§ **Provided data**:

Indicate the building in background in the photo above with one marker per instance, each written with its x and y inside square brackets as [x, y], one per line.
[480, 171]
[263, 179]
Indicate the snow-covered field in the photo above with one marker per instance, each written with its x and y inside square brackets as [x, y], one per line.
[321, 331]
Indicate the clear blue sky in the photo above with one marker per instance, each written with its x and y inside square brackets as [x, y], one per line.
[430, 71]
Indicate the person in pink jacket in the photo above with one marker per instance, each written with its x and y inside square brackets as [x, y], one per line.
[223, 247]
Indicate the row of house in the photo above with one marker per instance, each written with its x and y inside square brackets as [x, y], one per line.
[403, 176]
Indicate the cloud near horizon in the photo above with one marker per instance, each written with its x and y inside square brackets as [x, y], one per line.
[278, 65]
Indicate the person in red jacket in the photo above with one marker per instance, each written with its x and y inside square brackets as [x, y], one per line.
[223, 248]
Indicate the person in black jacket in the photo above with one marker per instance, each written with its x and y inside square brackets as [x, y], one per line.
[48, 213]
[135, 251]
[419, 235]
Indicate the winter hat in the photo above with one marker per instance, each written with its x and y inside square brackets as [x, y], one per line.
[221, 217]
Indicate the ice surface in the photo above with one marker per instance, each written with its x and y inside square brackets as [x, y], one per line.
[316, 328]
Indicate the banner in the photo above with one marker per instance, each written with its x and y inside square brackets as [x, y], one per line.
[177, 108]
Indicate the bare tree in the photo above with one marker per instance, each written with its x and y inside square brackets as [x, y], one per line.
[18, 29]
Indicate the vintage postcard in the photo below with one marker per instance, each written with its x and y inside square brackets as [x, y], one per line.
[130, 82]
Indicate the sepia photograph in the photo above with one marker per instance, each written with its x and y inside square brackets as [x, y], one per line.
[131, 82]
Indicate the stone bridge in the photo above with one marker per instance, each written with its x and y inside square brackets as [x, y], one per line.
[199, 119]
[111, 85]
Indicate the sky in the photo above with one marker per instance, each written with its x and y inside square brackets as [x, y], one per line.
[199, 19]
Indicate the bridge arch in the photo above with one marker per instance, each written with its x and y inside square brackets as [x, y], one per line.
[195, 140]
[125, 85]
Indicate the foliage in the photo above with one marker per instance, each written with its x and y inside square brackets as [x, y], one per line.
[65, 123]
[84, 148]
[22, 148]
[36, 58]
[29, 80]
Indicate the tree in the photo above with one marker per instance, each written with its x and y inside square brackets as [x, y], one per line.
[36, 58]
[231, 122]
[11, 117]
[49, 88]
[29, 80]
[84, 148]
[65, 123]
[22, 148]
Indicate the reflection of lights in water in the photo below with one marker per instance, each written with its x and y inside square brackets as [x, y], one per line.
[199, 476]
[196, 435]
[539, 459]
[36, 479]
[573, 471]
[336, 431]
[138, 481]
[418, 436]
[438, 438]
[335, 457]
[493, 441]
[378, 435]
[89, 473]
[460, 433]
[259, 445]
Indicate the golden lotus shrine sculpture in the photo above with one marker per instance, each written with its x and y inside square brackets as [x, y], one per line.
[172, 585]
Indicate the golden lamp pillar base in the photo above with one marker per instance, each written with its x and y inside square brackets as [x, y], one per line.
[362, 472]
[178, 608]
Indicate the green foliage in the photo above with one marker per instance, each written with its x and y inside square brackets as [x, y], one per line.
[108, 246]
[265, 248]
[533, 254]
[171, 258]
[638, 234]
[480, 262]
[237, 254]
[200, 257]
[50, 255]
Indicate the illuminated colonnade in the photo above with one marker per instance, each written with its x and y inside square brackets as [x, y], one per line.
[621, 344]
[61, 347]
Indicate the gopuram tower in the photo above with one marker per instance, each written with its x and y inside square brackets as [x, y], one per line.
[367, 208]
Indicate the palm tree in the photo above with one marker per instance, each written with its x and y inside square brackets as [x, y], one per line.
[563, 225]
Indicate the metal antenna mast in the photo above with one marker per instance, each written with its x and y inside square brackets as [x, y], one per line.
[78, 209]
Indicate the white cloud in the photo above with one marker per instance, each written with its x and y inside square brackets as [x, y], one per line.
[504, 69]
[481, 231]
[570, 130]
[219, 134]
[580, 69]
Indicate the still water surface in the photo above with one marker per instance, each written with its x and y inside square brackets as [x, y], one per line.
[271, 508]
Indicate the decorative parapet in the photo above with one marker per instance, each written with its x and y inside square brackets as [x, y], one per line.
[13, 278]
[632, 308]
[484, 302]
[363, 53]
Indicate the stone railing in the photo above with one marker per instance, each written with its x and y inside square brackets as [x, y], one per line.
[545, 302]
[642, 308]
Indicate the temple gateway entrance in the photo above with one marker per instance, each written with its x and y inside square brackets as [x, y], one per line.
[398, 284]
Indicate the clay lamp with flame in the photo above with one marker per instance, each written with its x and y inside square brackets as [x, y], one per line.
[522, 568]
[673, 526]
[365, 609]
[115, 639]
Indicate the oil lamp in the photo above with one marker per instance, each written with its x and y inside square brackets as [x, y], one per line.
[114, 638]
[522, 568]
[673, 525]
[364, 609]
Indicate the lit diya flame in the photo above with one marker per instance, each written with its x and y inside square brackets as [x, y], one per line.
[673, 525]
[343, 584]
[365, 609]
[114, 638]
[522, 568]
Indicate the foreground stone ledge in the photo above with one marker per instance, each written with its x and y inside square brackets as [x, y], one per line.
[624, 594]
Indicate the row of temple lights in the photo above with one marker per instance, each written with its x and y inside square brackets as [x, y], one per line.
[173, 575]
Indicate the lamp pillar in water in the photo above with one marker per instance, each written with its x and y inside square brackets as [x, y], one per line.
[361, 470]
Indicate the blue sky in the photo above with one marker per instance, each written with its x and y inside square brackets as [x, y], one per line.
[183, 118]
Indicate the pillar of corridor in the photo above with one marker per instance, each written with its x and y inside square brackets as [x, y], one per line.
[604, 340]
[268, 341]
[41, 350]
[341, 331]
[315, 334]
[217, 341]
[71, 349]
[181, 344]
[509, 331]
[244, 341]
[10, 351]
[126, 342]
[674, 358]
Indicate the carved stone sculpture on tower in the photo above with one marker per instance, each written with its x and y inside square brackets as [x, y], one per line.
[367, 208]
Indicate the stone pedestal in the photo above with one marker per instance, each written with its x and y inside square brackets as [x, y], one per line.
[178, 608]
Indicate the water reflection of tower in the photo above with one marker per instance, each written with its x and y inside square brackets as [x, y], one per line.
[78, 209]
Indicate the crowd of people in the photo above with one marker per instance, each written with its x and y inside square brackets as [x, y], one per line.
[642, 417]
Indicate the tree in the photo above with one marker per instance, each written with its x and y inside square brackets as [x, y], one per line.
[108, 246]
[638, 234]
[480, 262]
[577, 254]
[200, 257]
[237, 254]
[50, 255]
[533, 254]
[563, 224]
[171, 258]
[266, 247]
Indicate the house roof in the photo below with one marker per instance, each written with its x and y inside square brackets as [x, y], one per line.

§ **Goal**: Repeat the data in its entirety, character for character.

§ **Expected answer**:
Indicate the building in background in the photo above with one marker per instance, each written with its x and y inside square brackets as [x, y], one per line.
[480, 171]
[263, 179]
Indicate the snow-covered field in the photo above with one marker per instance, each written with its x and y inside square brackets as [x, y], one per line.
[321, 331]
Indicate the clear blue sky in the photo above with one marker per instance, each written with its x and y inside square brackets as [x, y], one per line.
[430, 71]
Indicate the person in pink jacket in the photo above with one marker per instance, each written with its x and y inside square brackets as [x, y], one per line.
[223, 247]
Indicate the row of house in the photo above with one marker per instance, each written with its x and y inside square brackets as [x, y], one per line.
[403, 176]
Indicate the cloud near horizon in the photo above with one marker per instance, each written with its x and y inside square brackets as [x, y], one per line.
[278, 65]
Indicate the person in red jacket in the photo above with one marker per instance, each written with its x and y inside square brackets as [x, y], one per line.
[223, 248]
Indicate the person in black jacket in the photo above with one marker per instance, each written with its x and y inside square brackets as [x, y], one per line.
[48, 213]
[135, 251]
[419, 235]
Indicate the winter hat in the photo above with one marker per instance, each written with its x and y inside square brackets as [x, y], one per line.
[221, 217]
Indicate the ice surface in the photo above with one marker per instance, each written with its x and y inside square brackets as [x, y], one per line.
[316, 328]
Indicate the banner in the photo above with one marker per instance, each written with its x and y inside square brackets as [x, y], one per line.
[177, 108]
Indicate the bare tree in the photo above with one marker per instance, each written with its x and y inside square brackets as [x, y], one per line.
[18, 29]
Indicate the vintage postcard in the photo below with one marker per instance, each written with its x and y inside square brackets as [x, y], one per line.
[130, 82]
Indicate the sepia photograph in the photo above with one marker per instance, each written with its x and y inside square brackets as [x, y], one per line.
[131, 82]
Indicate the stone bridge in the photo above with one marker per instance, each written with its x and y inside square brackets as [x, y], one per line.
[199, 119]
[111, 85]
Indicate the sky in the photo above with one marker per instance, each written with its x and y inside square brackets as [x, y], one per line.
[199, 19]
Indicate the bridge arch in the photo above with one marker per instance, each written with its x and y inside square brackets as [x, y], one per line.
[195, 140]
[125, 85]
Indicate the foliage in the photo above with one marker per instance, each written with its x and y inside square brackets as [x, y], one per line.
[65, 123]
[84, 148]
[22, 148]
[36, 58]
[29, 80]
Indicate the tree in the photo above with one marker per instance, each written with its x and y inside square brackets as [x, y], one per line.
[36, 58]
[231, 122]
[11, 117]
[49, 88]
[29, 80]
[84, 148]
[65, 123]
[22, 148]
Indicate the reflection of lights in water in the photo below with one marker per instance, each written with its x and y inside square brackets as [x, y], one per line.
[199, 476]
[196, 435]
[539, 459]
[36, 479]
[573, 471]
[336, 431]
[138, 481]
[418, 436]
[438, 438]
[335, 457]
[493, 441]
[378, 435]
[89, 473]
[460, 433]
[259, 445]
Indicate the golden lotus shrine sculpture in the photo above with one marker per instance, each written with its x and y inside square brackets as [x, y], one per line.
[172, 585]
Indicate the golden lamp pillar base in the photo above with one marker per instance, each written with its x and y inside square brackets as [x, y], one per line.
[362, 472]
[178, 608]
Indicate the green foliage in the photo above with one marker per instance, each written with its x and y inside square brackets as [x, y], one per line.
[108, 246]
[265, 248]
[533, 254]
[171, 258]
[638, 234]
[480, 262]
[237, 254]
[200, 257]
[50, 255]
Indicate the illuminated colonnade in the photo above with one marker per instance, each written with its x and y inside square brackets as [x, y], one per line.
[621, 344]
[61, 347]
Indicate the gopuram tower in the photo above with one marker per instance, each written with its x and y inside square brackets as [x, y], one per line.
[367, 208]
Indicate the palm tree in the photo above with one marker per instance, each written with its x and y inside square brackets as [x, y], one per line.
[563, 225]
Indicate the metal antenna mast in the photo above with one marker per instance, each written with its x and y inside square brackets as [x, y], one per line.
[78, 209]
Indicate the white cloud in the photo above with one marker per instance, each written with its x and y inside square brackets as [x, y], one per line.
[504, 69]
[481, 231]
[570, 130]
[219, 134]
[580, 69]
Indicate the still water surface in the photo above with one marker per instance, each written with its x and y inside square brackets as [x, y], one per line.
[271, 508]
Indicate the decorative parapet in the photo above with one marker per instance, each written with its x and y inside square brackets as [x, y], one per line.
[13, 278]
[632, 308]
[484, 302]
[363, 53]
Indicate the stone railing in the photo above with one marker per instance, each written with its x and y inside square brackets as [x, y], one per line.
[545, 302]
[642, 308]
Indicate the temple gateway entrance in the photo above with one marker per instance, each written with its x and y inside square brackets as [x, y], one per line.
[398, 284]
Indicate the clay lamp with flame in the photo above with one marker per instance, each written with its x and y inside square brackets as [x, y], one per line.
[522, 568]
[673, 526]
[365, 609]
[115, 639]
Indicate the oil lamp in the photo above with one marker per instance, each written with its x and y inside square brackets as [x, y], one per line.
[114, 638]
[522, 568]
[673, 525]
[364, 609]
Indicate the lit diya flame in the photo above with one marker per instance, each written with its x and y inside square brackets as [x, y], one per line.
[673, 525]
[343, 584]
[365, 609]
[114, 638]
[522, 568]
Indicate the foreground stone ledge in the photo above with one marker per instance, each written with its x and y inside square brackets as [x, y], one per line.
[624, 594]
Indicate the row of temple lights in the photo above with one marker per instance, each written with its x and y inside square brackets as [x, y], one per line.
[173, 575]
Indicate the lamp pillar in water in the photo above with one marker per instance, each written with its x and y inside square brackets as [x, y], one per line.
[361, 470]
Indicate the blue sky in the photo above with one marker per instance, each written with its x and y inside square brackets as [x, y], one per line.
[183, 118]
Indicate the pillar of corridor in the photo above with one marker per instance, each written with its x and y inside square brackets as [x, y], one per line.
[604, 340]
[268, 341]
[41, 350]
[341, 331]
[315, 334]
[217, 341]
[71, 349]
[181, 344]
[509, 331]
[244, 341]
[10, 351]
[126, 342]
[674, 358]
Indicate the carved stone sculpture on tower in the photo above with one marker per instance, each written with its x and y inside square brackets as [x, y], one per line.
[367, 208]
Indicate the stone pedestal in the photo above with one marker per instance, each written with its x and y inside square brackets as [x, y], one per line.
[178, 608]
Indicate the water reflection of tower in the photo above with one marker per instance, each written with its x and y inside square brackets as [x, y], one per line.
[78, 209]
Indicate the crowd of people in the photo above with one marker per instance, each written with its x and y inside square brackets as [x, y], one per line.
[642, 417]
Indicate the tree in the photo above with one marker per instance, each written with its x and y inside square brackets as [x, y], one per line.
[108, 246]
[638, 234]
[480, 262]
[577, 254]
[200, 257]
[237, 254]
[50, 255]
[533, 254]
[563, 224]
[171, 258]
[266, 247]
Indicate the house roof in the photo below with one marker per instance, each written with its x and y inside square brackets as [x, y], one per line.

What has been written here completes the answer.